#### [EXPLORE THE MATERIAL]
1) Please answer these questions from the forum post on OpenXLA architecture, one answer per line:
(a) Roughly when did the author write the first OpenXLA doc?
(b) What was one of the first components extracted into a separate repository decoupled from XLA?
(c) Over how many months did Stella say there would be a transition toward the "OpenXLA compiler"?
2) Write the next few paragraphs of the forum post on OpenXLA architecture, continuing after its final sentence.

Hi all,
I was looking for some public info on the overall architecture of the OpenXLA project, trying to define “what are we trying to build?” and how to start articulating all this. I couldn’t find much unfortunately, and it may be time to get some alignment here to avoid a chaotic iterative and ad-hoc merge of the components.
When we started OpenXLA (I wrote the first doc circa 11/2021!), the goal was to create a community-driven project around the XLA compiler, which was under-going already a transition to incorporate gradually more of MLIR internally. Beyond that, we worked on modularizing the project: finding within XLA the abstract components and the extension point. While the XLA codebase may come across as a bit monolithic, the overall architecture is actually pretty decoupled: you can theoretically slot your own compiler at various points of the stack! That led to the goal of OpenXLA being “an ecosystem of reusable ML infrastructure components”: while XLA presents a consistent assembly of such components, they should be designed and built to be reused separately. One of the first examples was how StableHLO was extracted and built into a separate repository decoupled from XLA.
The overlap between this evolution of XLA in the context of OpenXLA, and IREE led to a merge of IREE into OpenXLA, and an acknowledgement to adopt the IREE execution environment into OpenXLA as the replacement of the current execution environment for XLA (other than the runtime specificities, both project were adopting the same MLIR-based codegen already).
There hasn’t been much high-level public discussions on the future of OpenXLA since then, and I find it incredibly hard to discuss RFCs without a top-level view: I see some changes into individual components or between the interface between components but I can’t evaluate them without positioning them in a big picture.
"IREE" is mentioned multiple times in isolation of anything else, and I’ve been trying to find some reference on “What is IREE?” and more importantly “What is IREE within the context of OpenXLA?” because I would expect that joining the OpenXLA project, the definition of "IREE" evolves to mesh within OpenXLA.
Looking back, it was announced in December that IREE is joining the OpenXLA project without more details, and the last slide from the 1/24 community meeting just mentioned “more details to come”. Stella mentioned in the OpenXLA summit a couple of weeks ago that we should see a transition over the next 18 months towards the “OpenXLA compiler” which is “combining both IREE and XLA”. I'm interested in looking into what this combination means.
I wrote many times slides about the OpenXLA stack over the last year, the most recent time was a couple of months ago, when Jacques and myself presented OpenXLA privately to some company. In our presentation, IREE was introduced that way in the broader OpenXLA stack on the following slide (where the arrow is):
To elaborate a bit more on how I see the components in this picture, it should be roughly the following:
This does not give a detailed and complete picture of IREE, but as far as I understand, this integrates the specificity of IREE into the general stack provided by OpenXLA: IREE brings to OpenXLA mostly a modern execution engine, with new low-level abstraction capabilities and a set of compiler abstractions and transformations to map a sequence of operations to an efficient dynamic schedule.

#### [DATASET CONTENT]
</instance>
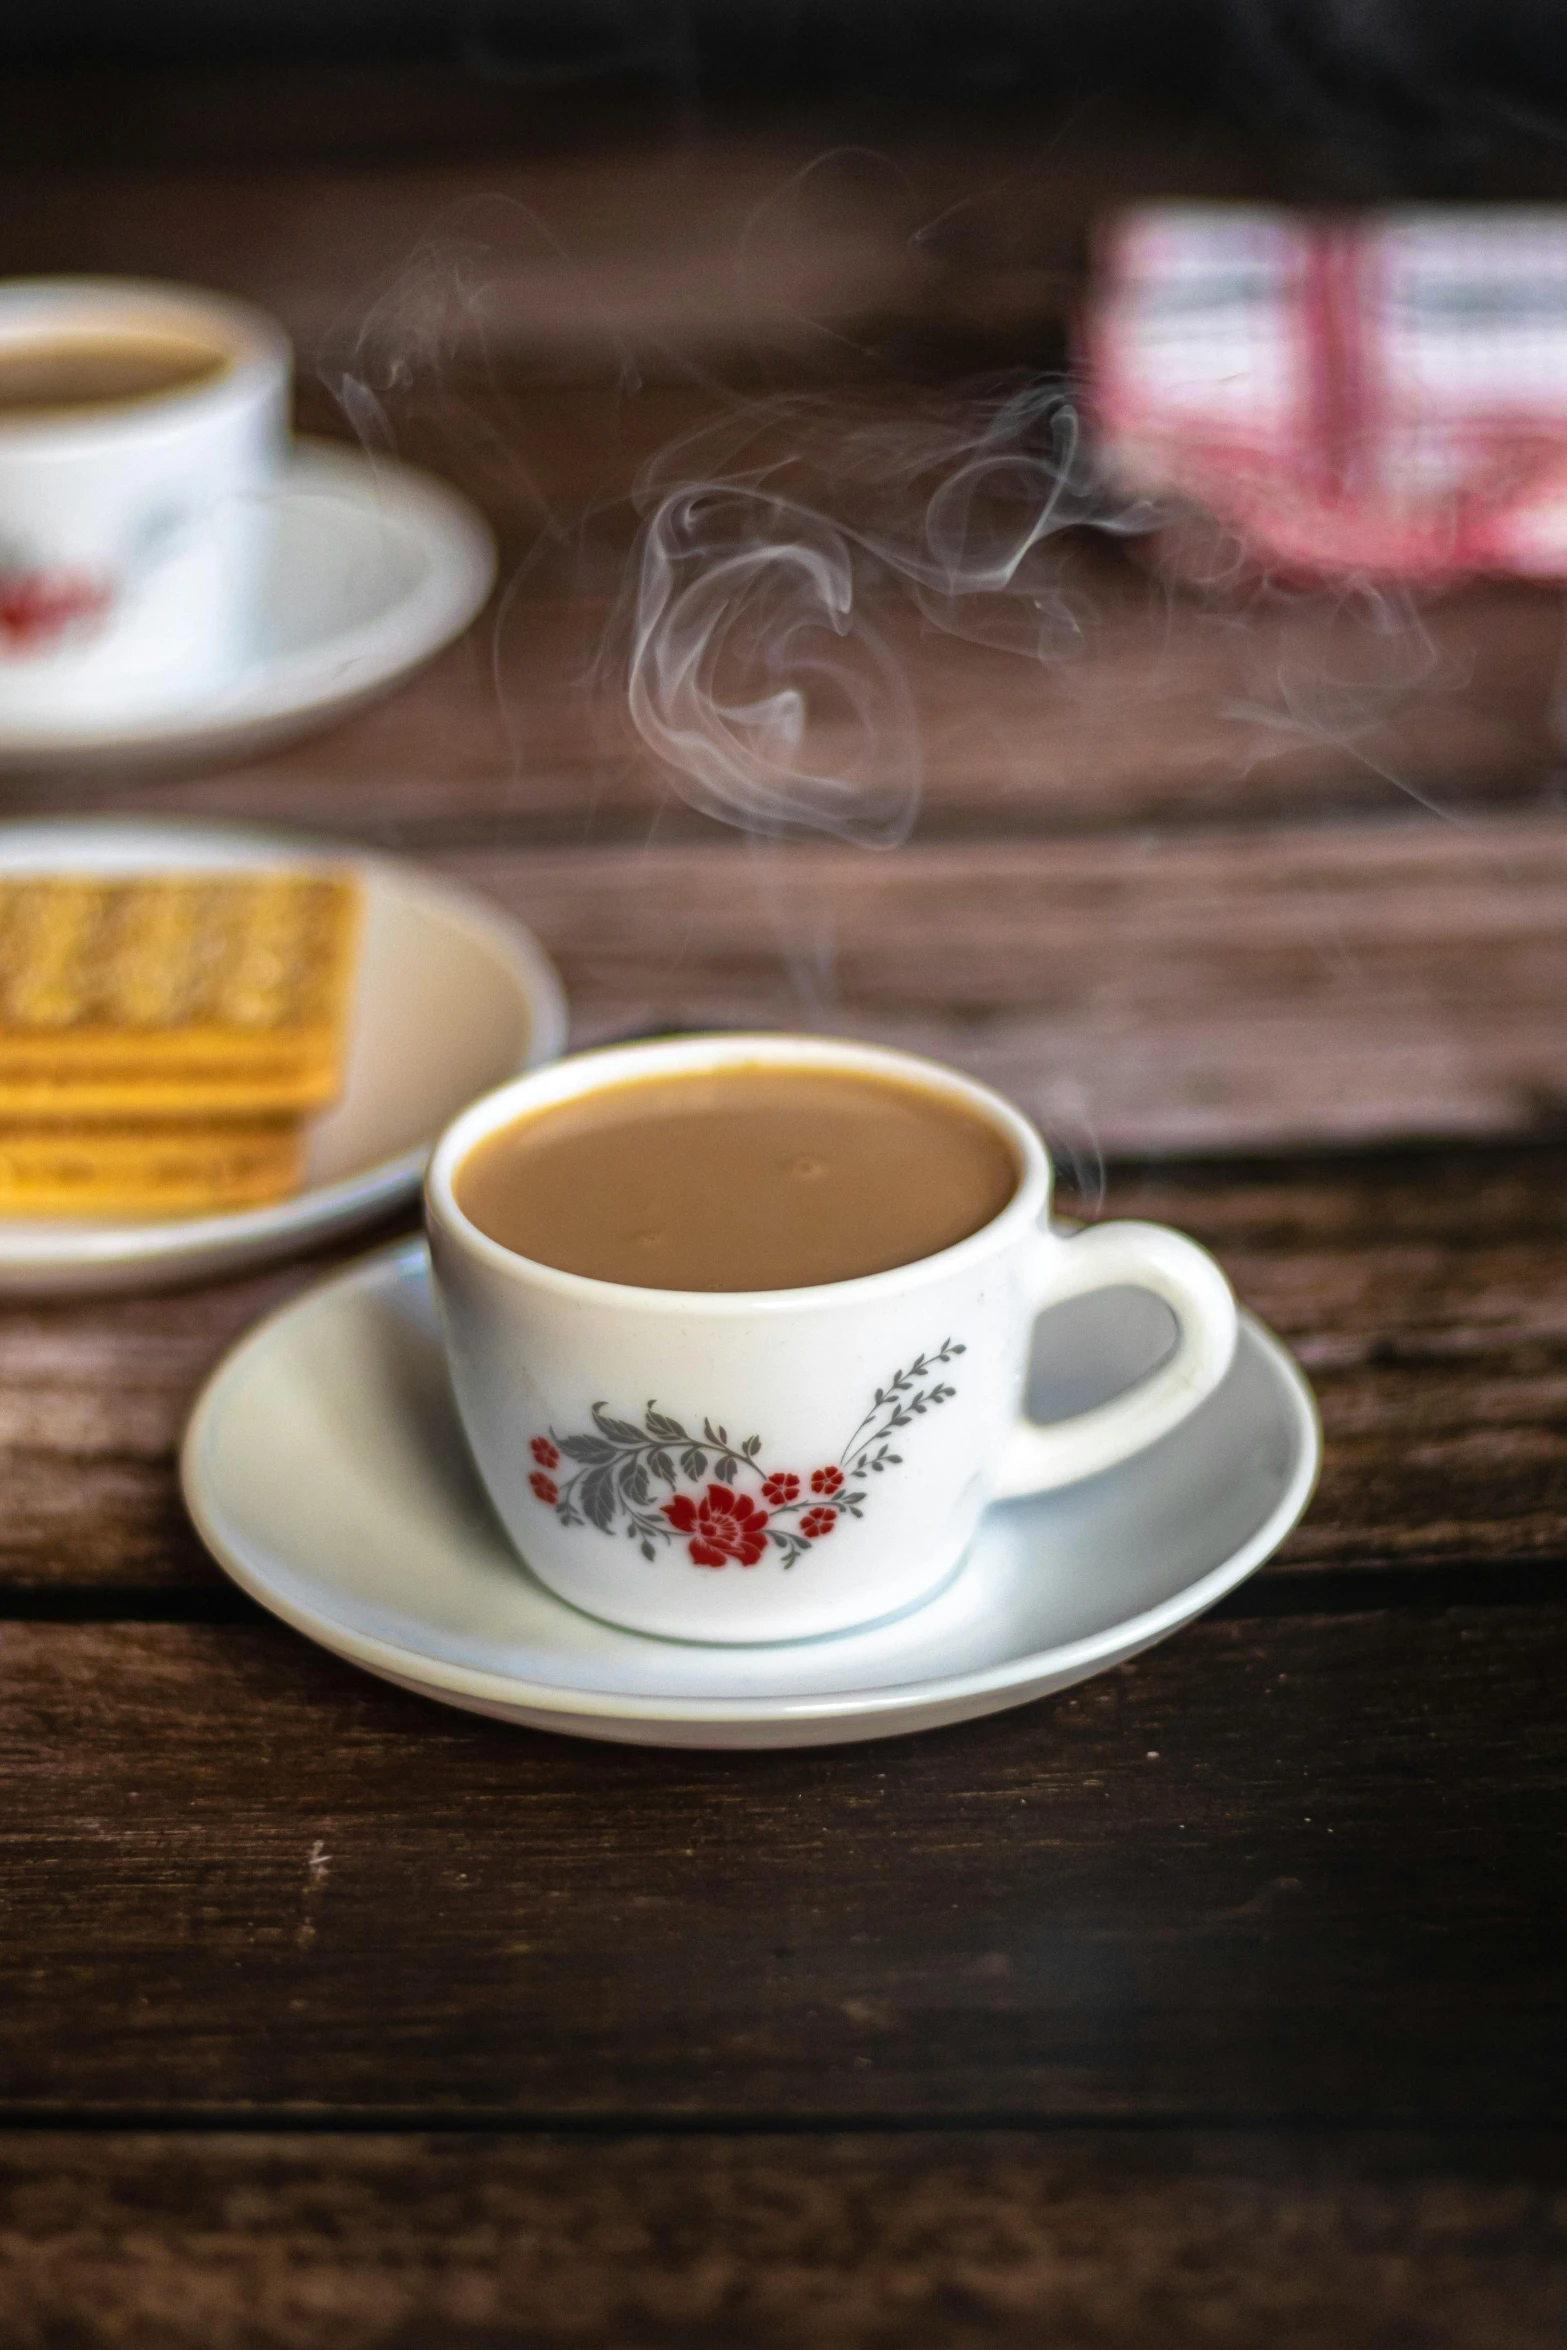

#### [RESPONSES PER TASK]
1)
(a) Circa 11/2021.
(b) StableHLO.
(c) 18 months.

2)
If we zoom in and really want to see what IREE provides, it seems like the following will make it more explicit and accurate:
OpenXLA: the whole project, I would describe it as “an ecosystem of ML Infrastructure modular components that can be assembled to form an e2e stacks targeting CPU/GPU with extension points enabling xPU targets”
StableHLO: “a portability layer between ML frameworks and ML compilers, is an operation set for high-level operations (HLO) that supports dynamism, quantization, and sparsity. Furthermore, it can be serialized into MLIR bytecode to provide compatibility guarantees.” It is a stable format that is intentionally decoupled for MHLO, which in turn is positioned as a compiler IR (no stability and different ergonomic goals).
OpenXLA compiler: it is the component that takes StableHLO as input and generates an output for an execution environment. The out-of-the-box OpenXLA compiler execution environment is IREE and the IREE compiler uses extension points from the OpenXLA compiler to plug in as the execution environment. Other execution environments should be possible to plug-in for platforms which haven’t adopted IREE.
High-level optimization and device mapping: it is the component in the OpenXLA that operates at the full-graph level and performs transformations accordingly. It also considers the topology of the target (for multi-devices environments) and performs all sharding/partitioning necessary, and optimizes the cross-device communication scheduling to overlap computations. It is parameterized and customized for a given execution environment (platform/runtime/…).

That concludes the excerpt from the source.